ACTIVITY 1
Please list every food that Rosalia Rodriguez says the Urban Fresh Food Collective gives, in the quote that begins "They give us" in the article about her.
ACTIVITY 2
Using the article about Rosalia Rodriguez, explain why the food she gets from the Urban Fresh Food Collective works for her even though her diet rules out spicy food and the special foods she is used to.
ACTIVITY 3
Reproduce the article about Rosalia Rodriguez from "Rodriguez is among" to "to eat tomorrow.".

EXTRACTED TEXT
+ + + + +
It’s Help for Those Who Help
Ask anyone about Rosalia Rodriguez and they’ll tell you the Seattle resident is a caretaker. She’s the person that makes sure everyone is provided for—from a job helping people with disabilities to her mom to her siblings to people in her community. That is until medical issues stopped her from working full-time and made it challenging for the 54-year-old to even address her own concerns—namely stocking up on food for a special diet that will ensure a speedy recovery.
Rodriguez is among those who have turned to the United Way of King County-sponsored Food Security Assistance Program to meet their dietary needs. Through the program, we are working with more than two dozen community organizations (most of which comprise people from the neighborhoods they serve) to provide low-income families better access to food resources.
Rodriguez is a frequent visitor to the Urban Fresh Food Collective, a grassroots organization in Seattle’s South Park neighborhood that provides free, fresh and healthy food by mobilizing its neighborhood’s resources—including farms, businesses and community members.
“I’ve had surgery and I’m still recovering well,” said Rodriguez, “but this program has helped me a lot in that I don’t have to worry about what I’m going to eat tomorrow.
“They give us fish, chicken, eggs and vegetables, so you have your protein and vegetables,” Rodriguez added. “Also, they give us fruit, which is good for my diet.”
Her diet does not allow for spicy food or special foods that she is accustomed to, but items she receives at the Urban Fresh Food Collective are varied enough to allow her to eat healthy with taste. “I can cook boiled chicken with a side of vegetables, and I can also make chicken in the oven,” said Rodriguez. “My diet is also milk and cheese, so this is perfect.”
The Urban Fresh Food Collective also stocks up on pain medications, but director Monica Perez said that meds are distributed only in emergencies.
+ + + + +
RECORDS SHOWN

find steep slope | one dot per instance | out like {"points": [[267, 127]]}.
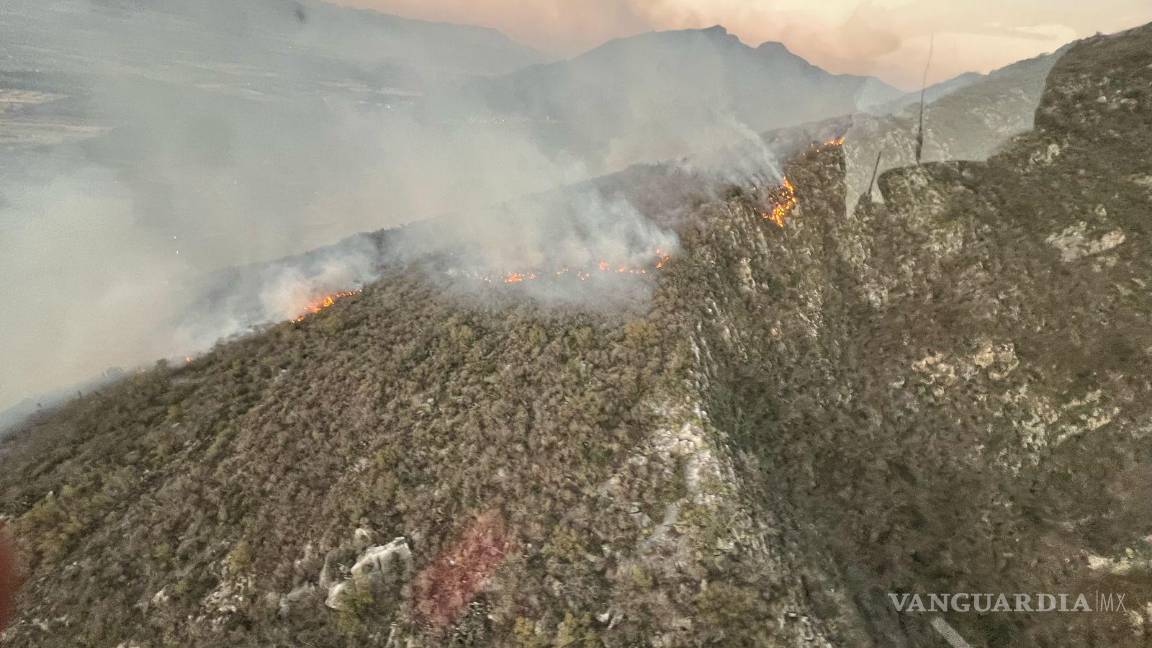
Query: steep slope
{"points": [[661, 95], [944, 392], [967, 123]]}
+ + + + +
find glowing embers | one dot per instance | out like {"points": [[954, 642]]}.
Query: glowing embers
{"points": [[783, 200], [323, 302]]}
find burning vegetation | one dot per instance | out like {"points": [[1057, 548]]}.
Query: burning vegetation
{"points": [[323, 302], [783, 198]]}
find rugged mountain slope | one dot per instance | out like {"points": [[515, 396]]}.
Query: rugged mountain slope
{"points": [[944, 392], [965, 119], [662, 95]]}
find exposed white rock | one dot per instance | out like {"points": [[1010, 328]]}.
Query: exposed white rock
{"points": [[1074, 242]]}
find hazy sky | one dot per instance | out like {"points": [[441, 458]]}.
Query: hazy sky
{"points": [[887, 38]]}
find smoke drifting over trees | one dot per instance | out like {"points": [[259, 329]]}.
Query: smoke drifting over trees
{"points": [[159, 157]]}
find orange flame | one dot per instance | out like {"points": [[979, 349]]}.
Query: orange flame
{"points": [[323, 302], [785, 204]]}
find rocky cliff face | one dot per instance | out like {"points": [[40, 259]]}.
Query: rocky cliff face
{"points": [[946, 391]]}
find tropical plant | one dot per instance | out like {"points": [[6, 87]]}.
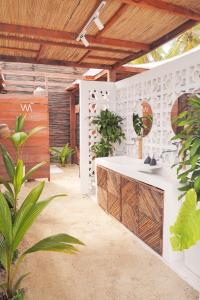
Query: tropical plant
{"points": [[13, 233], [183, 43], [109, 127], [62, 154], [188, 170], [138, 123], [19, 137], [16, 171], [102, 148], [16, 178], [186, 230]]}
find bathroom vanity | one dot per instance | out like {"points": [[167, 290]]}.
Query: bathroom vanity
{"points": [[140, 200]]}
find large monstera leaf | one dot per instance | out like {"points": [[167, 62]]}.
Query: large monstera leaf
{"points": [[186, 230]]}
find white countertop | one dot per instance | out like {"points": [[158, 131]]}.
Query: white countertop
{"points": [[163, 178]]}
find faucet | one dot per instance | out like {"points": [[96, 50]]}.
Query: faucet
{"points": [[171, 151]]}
+ + + + +
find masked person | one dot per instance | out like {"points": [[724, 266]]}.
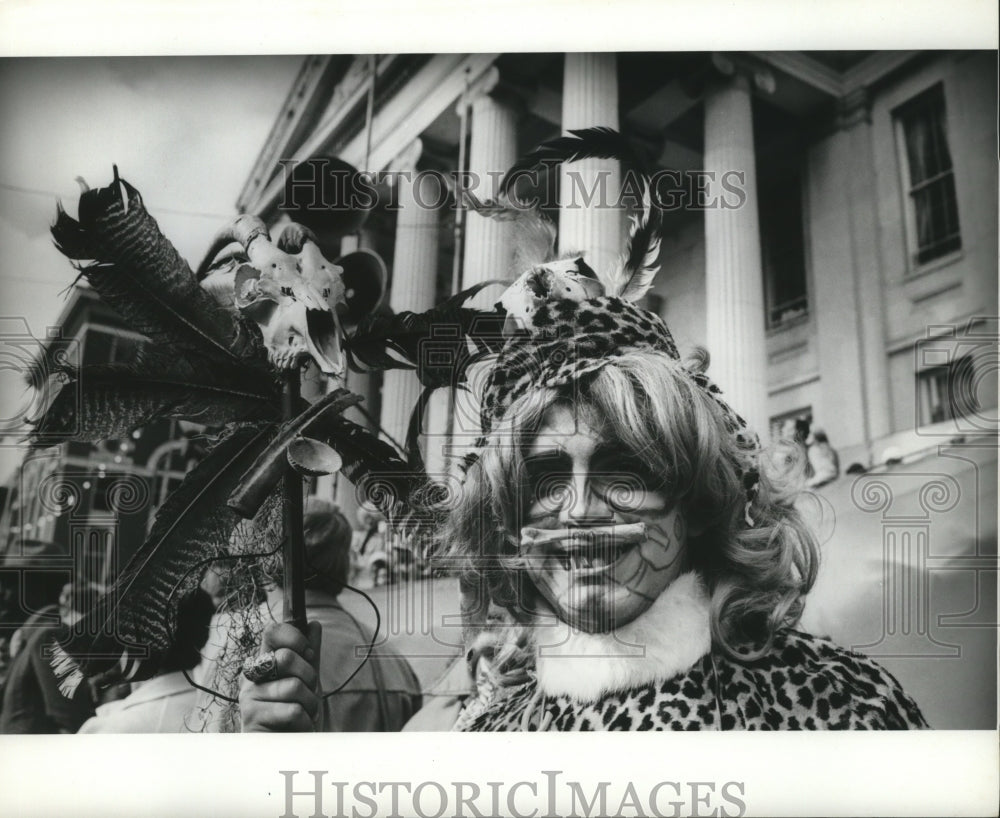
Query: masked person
+ + + + +
EXERCISE OUTPUT 1
fish, chicken, eggs, vegetables, fruit

EXERCISE OUTPUT 2
The items are varied enough for her to eat healthy food with taste. The fish, chicken, eggs and vegetables give her protein and vegetables, the fruit is good for her diet, and she can cook the chicken boiled with vegetables or in the oven.

EXERCISE OUTPUT 3
Rodriguez is among those who have turned to the United Way of King County-sponsored Food Security Assistance Program to meet their dietary needs. Through the program, we are working with more than two dozen community organizations (most of which comprise people from the neighborhoods they serve) to provide low-income families better access to food resources.
Rodriguez is a frequent visitor to the Urban Fresh Food Collective, a grassroots organization in Seattle’s South Park neighborhood that provides free, fresh and healthy food by mobilizing its neighborhood’s resources—including farms, businesses and community members.
“I’ve had surgery and I’m still recovering well,” said Rodriguez, “but this program has helped me a lot in that I don’t have to worry about what I’m going to eat tomorrow.